- [対象の文章]
━━━━━━━━━━━━━━━━

1.中国国家食品薬品監督管理総局( CFDA )を新規の薬事規制当局メンバーとして承認
2. ICH ガイドラインを作成するための新規のトピックとして、「 E8 (臨床試験の一般指針)の改訂」「小児医薬品開発における外挿」の 2 課題を採択
3.専門家作業部会による ICH ガイドラインの作成で、 Q12 (ライフサイクルマネジメント)ガイドライン案の暫定合意、 M7 ( DNA 反応性不純物の評価と管理)ガイドライン付録の採択など、多数の進捗あり
次回会合は、平成 29 年 11 月 11-16 日にジュネーブ(スイス)で開催される予定です。
(参考)医薬品規制調和国際会議( ICH )について
医薬品規制調和国際会議( ICH, International Council for Harmonization of Technical Requirements for Pharmaceuticals for human use )は、平成 2 年に始まった日米 EU 医薬品規制調和国際会議を基礎として、平成 27 年にスイス法に基づく非営利法人として新たに設立された組織です。新医薬品の品質・有効性・安全性の評価等に係る技術的なガイドラインを作成し、各国の規制の標準化等に貢献しています。
ICH 新法人の設立について(平成 27 年 10 月 26 日付け厚生労働省プレスリリース)
https://www.mhlw.go.jp/stf/houdou/0000102412.html
以下では、上記の主な進捗について詳細を説明します。
1.新規メンバー、オブザーバーの参加
本会合では、中国国家食品薬品監督管理総局( CFDA )が新規の規制当局メンバーとして承認されました。また、医薬品査察協同スキーム( PIC/S )が新規オブザーバーとして承認されました。
これにより、 ICH メンバーは 14 団体、オブザーバーは 23 団体となりました(参考1に一覧を掲載)。
2.新規課題の採択
本会合では、 ICH ガイドラインを作成するための新規のトピックとして、 以下の 2 課題が新規に採択されました。今後、専門家作業部会の設立に向けた議論が開始される予定です。
● E8 (臨床試験の一般指針)の改訂( FDA 提案)
(概要) 1997 年に作成された E8 ガイドラインは、 基本的にはランダム化比較試験が前提とされていた。それと異なる種類の試験や多様なデザインの試験を含めて、広く臨床試験の質を適切なレベルに保つため、試験の質とそれに影響を与える試験デザインに関する事項を最新の内容に改めるもの。
● 小児医薬品開発における外挿( FDA/PhRMA 提案)

━━━━━━━━━━━━━━━━

- [データ部分]
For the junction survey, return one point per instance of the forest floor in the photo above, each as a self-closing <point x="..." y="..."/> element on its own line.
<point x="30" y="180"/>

━━━━━━━━━━━━━━━━

- [課題の条件]
(a) ICH会合の報告の「これにより、 ICH メンバーは」から「小児医薬品開発における外挿( FDA/PhRMA 提案)」まで（「小児医薬品開発における外挿( FDA/PhRMA 提案)」も含む）を、「臨床試験」を「治験」に置き換えて書き直してください。
(b) ICH会合の報告によると、今回の会合のあと、ICHのメンバーは何団体になりましたか。
(c) ICH会合の報告を、最後の文の次から書き進めてください。

- [課題ごとの結果]
(a)
これにより、 ICH メンバーは 14 団体、オブザーバーは 23 団体となりました(参考1に一覧を掲載)。
2.新規課題の採択
本会合では、 ICH ガイドラインを作成するための新規のトピックとして、 以下の 2 課題が新規に採択されました。今後、専門家作業部会の設立に向けた議論が開始される予定です。
● E8 (治験の一般指針)の改訂( FDA 提案)
(概要) 1997 年に作成された E8 ガイドラインは、 基本的にはランダム化比較試験が前提とされていた。それと異なる種類の試験や多様なデザインの試験を含めて、広く治験の質を適切なレベルに保つため、試験の質とそれに影響を与える試験デザインに関する事項を最新の内容に改めるもの。
● 小児医薬品開発における外挿( FDA/PhRMA 提案)

(b) 14団体です。

(c)
(概要) 成人等での有効性・安全性データをもとに医薬品の小児適応を設定する(「外挿」)ための、 薬理学、薬物動態学及び統計学を用いた手法を 提供するもの。本ガイドラインの作成により、より早期に医薬品の小児適応が追加されることが期待。
3.専門家作業部会による ICH ガイドライン作成の進捗
専門家作業部会による ICH ガイドラインの作成で、本会合中に 3 つのガイドラインに進捗があり、会合後にさらに 7 つのガイドラインに進捗が見込まれています。
○ 本会合中にステップが進捗したもの
[ステップ 1 (作業部会でガイドライン案の合意・今後各国で最終確認後に、パブリックコメントを実施)]
● Q12 :ライフサイクルマネジメント(ガイドライン案の作成)
[ステップ 4 ( ICH ガイドライン等として採択・今後各国で通知)]
● M7(R1) : DNA 反応性不純物の評価と管理(付録の作成)
● E2B(R3) :症例報告の電子的送信( Q&A の作成)
○ 本会合後、次回会合までの間にステップの進捗が見込まれるもの
[ステップ 2 (ガイドライン案の合意・今後各国でパブリックコメントを実施)]
● S5(R3): 医薬品の生殖毒性試験法(ガイドラインの改訂)
● E9(R1) :臨床試験の統計的原則(付録の作成)
[ステップ 4 ( ICH ガイドライン等として採択・今後各国で通知)]
● E11(R1) :小児集団における医薬品の臨床試験(ガイドラインの改訂)
● E18 :共同利用のための DNA サンプルの採取と情報管理(ガイドラインの作成)
● S3A :マイクロサンプリングによる非臨床安全性試験( Q&A の作成)
● Q11 :原薬の開発と製造( Q&A の作成)
● M8 :電子化申請様式( eCTD v3.2.2 & v4.0 Q&As の作成)
(参考1) ICH 参加団体一覧(平成 29 年 6 月時点(下線:今回承認))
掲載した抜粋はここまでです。